**Assigned task:**
Write out exactly the lines running from the line that includes "Guideline: for each instance of the navy" to the end of the data, both ends included, and nothing besides.
START Records supplied
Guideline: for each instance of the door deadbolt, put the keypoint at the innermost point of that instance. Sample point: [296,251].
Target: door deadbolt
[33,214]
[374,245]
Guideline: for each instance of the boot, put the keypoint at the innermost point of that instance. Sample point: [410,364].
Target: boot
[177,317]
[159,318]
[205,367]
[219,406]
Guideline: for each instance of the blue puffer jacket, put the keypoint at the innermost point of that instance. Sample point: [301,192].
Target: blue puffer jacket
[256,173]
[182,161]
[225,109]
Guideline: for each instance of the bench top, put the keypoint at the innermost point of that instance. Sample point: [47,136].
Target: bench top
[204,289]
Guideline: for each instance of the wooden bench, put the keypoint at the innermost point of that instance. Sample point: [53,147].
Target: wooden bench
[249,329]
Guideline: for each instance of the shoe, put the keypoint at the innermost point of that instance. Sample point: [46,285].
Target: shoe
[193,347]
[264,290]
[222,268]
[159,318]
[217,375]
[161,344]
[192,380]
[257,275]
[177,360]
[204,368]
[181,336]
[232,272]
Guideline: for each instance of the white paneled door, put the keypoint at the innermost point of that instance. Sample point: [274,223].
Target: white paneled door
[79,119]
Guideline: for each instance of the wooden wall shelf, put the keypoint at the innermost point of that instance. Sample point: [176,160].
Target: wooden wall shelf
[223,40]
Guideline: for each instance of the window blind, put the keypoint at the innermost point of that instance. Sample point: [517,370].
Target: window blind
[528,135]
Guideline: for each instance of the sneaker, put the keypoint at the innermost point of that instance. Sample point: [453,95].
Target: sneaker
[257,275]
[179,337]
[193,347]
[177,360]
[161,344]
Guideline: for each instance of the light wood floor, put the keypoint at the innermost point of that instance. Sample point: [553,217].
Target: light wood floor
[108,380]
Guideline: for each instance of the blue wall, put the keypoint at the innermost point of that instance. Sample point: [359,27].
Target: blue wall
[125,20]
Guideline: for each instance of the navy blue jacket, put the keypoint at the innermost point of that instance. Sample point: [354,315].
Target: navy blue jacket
END Records supplied
**Answer section:**
Guideline: for each instance of the navy blue jacket, put the keypoint at the innermost point of that instance. Sample point: [354,315].
Target: navy blue jacket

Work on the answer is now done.